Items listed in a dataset
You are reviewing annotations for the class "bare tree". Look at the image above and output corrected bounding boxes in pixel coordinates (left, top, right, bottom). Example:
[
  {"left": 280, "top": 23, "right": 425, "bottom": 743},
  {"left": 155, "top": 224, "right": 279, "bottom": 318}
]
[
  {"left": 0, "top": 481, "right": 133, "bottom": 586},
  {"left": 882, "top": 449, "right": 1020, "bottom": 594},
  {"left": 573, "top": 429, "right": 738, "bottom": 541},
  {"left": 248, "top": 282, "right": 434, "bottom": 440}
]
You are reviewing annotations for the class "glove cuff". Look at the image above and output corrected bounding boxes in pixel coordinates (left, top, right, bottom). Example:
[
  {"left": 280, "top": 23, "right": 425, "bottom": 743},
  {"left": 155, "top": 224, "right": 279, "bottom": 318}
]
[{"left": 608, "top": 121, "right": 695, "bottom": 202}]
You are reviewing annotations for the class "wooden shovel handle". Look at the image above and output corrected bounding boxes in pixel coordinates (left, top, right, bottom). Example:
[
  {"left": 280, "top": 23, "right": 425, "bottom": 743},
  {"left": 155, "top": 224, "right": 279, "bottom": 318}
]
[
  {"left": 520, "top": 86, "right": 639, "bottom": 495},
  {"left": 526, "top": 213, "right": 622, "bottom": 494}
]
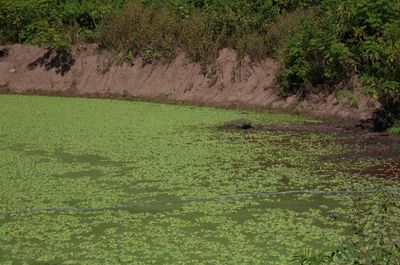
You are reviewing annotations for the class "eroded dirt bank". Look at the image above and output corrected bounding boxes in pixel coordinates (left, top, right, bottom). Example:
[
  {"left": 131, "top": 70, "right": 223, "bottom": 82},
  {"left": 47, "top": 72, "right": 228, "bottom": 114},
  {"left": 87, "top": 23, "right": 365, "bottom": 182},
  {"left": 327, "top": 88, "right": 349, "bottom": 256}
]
[{"left": 0, "top": 44, "right": 378, "bottom": 121}]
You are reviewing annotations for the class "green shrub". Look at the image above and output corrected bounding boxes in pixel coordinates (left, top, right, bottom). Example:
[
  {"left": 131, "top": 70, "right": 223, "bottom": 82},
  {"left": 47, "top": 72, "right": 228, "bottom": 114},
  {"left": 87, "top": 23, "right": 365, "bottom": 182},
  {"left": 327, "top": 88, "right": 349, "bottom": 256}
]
[
  {"left": 389, "top": 124, "right": 400, "bottom": 134},
  {"left": 291, "top": 193, "right": 400, "bottom": 265}
]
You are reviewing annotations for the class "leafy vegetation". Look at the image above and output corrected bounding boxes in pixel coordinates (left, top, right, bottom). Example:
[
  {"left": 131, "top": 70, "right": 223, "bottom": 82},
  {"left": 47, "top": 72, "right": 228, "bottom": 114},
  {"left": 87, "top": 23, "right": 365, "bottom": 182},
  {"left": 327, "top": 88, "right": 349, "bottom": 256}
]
[
  {"left": 0, "top": 0, "right": 400, "bottom": 126},
  {"left": 0, "top": 95, "right": 399, "bottom": 264}
]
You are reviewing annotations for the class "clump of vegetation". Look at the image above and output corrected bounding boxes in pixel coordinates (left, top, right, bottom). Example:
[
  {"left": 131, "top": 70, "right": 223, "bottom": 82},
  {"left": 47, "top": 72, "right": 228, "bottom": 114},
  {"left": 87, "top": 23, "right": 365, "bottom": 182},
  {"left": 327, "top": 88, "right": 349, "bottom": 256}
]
[
  {"left": 0, "top": 0, "right": 400, "bottom": 130},
  {"left": 292, "top": 194, "right": 400, "bottom": 265}
]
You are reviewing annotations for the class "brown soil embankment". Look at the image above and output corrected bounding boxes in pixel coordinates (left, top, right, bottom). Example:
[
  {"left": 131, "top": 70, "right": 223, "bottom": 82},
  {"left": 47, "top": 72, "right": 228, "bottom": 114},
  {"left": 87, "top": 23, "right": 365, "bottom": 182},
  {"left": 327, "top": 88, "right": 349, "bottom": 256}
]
[{"left": 0, "top": 44, "right": 378, "bottom": 121}]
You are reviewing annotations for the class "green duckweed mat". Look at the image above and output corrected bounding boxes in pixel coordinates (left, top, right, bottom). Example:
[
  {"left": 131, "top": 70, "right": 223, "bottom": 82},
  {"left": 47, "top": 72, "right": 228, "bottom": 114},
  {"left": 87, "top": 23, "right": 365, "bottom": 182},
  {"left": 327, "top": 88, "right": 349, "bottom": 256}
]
[{"left": 0, "top": 95, "right": 399, "bottom": 264}]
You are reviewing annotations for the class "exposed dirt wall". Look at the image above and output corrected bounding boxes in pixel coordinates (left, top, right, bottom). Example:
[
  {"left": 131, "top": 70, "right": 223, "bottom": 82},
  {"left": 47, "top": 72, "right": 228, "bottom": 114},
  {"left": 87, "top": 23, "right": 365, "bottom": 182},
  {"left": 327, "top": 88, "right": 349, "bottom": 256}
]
[{"left": 0, "top": 44, "right": 378, "bottom": 120}]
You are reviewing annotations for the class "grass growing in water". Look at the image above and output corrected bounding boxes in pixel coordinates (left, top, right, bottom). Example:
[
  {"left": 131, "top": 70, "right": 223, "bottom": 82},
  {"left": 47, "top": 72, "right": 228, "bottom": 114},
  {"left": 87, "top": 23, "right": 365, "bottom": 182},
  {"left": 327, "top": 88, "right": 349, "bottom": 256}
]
[{"left": 0, "top": 95, "right": 398, "bottom": 264}]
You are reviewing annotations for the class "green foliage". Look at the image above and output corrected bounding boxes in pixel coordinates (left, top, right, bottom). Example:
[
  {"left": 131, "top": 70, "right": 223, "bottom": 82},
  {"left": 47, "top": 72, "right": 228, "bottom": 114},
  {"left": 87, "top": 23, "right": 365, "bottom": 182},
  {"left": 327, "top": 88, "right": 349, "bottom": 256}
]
[
  {"left": 389, "top": 124, "right": 400, "bottom": 134},
  {"left": 0, "top": 0, "right": 123, "bottom": 50},
  {"left": 337, "top": 89, "right": 358, "bottom": 108},
  {"left": 292, "top": 194, "right": 400, "bottom": 265}
]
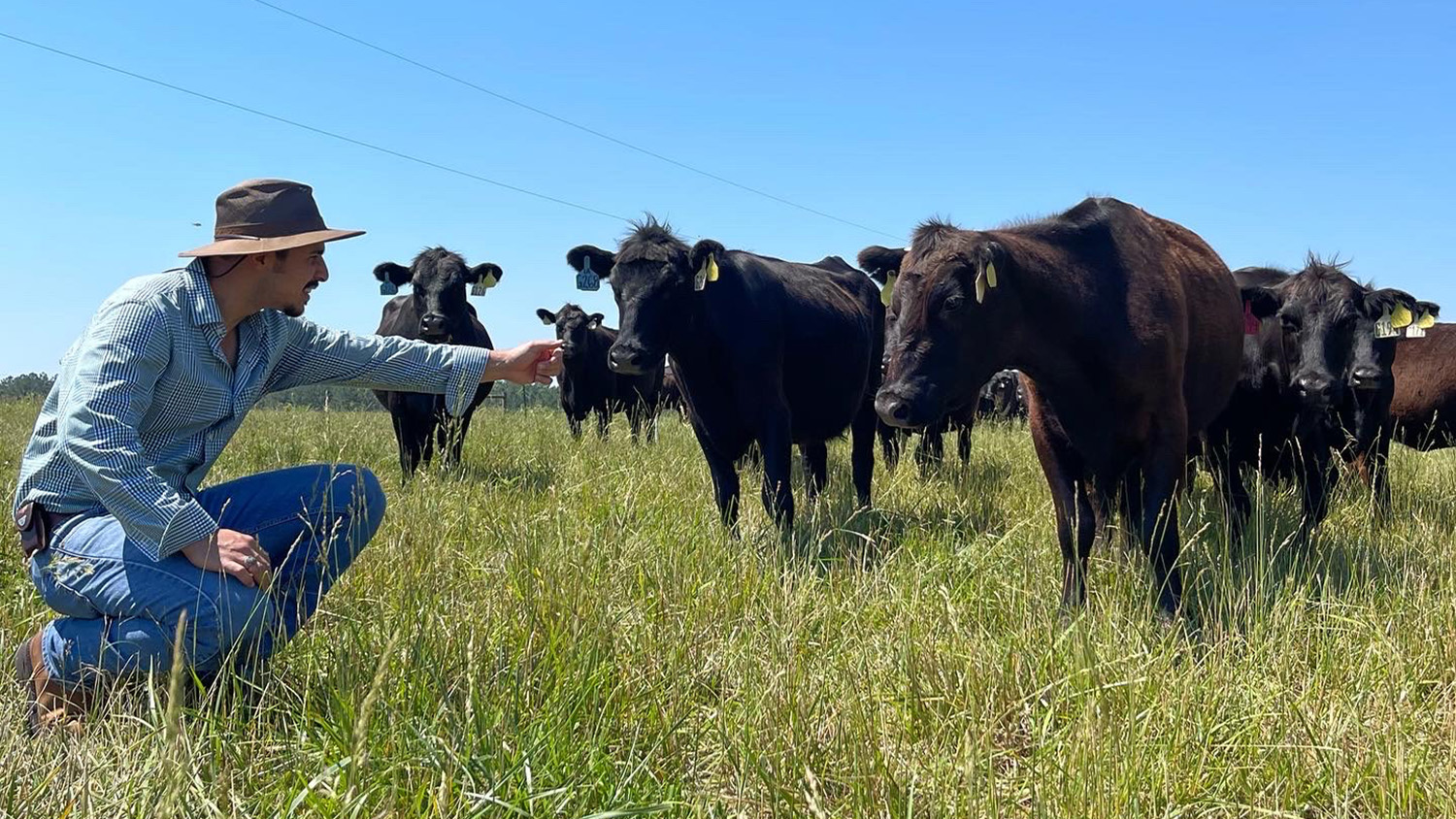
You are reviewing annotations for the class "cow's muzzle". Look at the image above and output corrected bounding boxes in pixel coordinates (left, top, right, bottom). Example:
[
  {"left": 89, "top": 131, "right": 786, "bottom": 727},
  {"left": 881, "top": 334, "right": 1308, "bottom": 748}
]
[{"left": 608, "top": 344, "right": 652, "bottom": 376}]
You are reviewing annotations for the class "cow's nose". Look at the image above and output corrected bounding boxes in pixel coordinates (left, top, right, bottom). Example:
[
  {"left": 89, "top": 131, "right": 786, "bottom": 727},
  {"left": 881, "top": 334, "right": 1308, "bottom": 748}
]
[
  {"left": 876, "top": 393, "right": 910, "bottom": 426},
  {"left": 1350, "top": 367, "right": 1385, "bottom": 390},
  {"left": 1295, "top": 376, "right": 1334, "bottom": 402}
]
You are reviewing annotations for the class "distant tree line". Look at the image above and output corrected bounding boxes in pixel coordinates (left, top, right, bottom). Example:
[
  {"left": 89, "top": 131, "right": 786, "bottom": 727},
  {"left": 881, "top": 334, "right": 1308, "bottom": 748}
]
[
  {"left": 0, "top": 373, "right": 559, "bottom": 410},
  {"left": 0, "top": 373, "right": 55, "bottom": 400}
]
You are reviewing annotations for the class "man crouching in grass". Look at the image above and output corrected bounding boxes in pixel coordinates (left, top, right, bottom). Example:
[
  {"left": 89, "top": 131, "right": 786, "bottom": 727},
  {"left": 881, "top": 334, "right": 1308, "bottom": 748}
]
[{"left": 15, "top": 179, "right": 561, "bottom": 732}]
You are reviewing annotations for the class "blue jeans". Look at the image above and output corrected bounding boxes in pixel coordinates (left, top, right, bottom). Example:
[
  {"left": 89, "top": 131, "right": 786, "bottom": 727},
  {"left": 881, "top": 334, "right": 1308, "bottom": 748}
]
[{"left": 31, "top": 464, "right": 384, "bottom": 687}]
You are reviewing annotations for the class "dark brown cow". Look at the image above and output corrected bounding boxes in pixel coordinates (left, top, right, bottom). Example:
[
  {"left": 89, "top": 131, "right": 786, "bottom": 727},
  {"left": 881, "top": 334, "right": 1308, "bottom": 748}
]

● **Task requirements**:
Pick out and copy each line of the material above that contains the string "soil". The match is case-sensitive.

● **Task response**:
You are reviewing annotations for the class "brown soil embankment". Look at the image above and output corrected bounding boxes in pixel coordinates (left, top, right, bottom). Example:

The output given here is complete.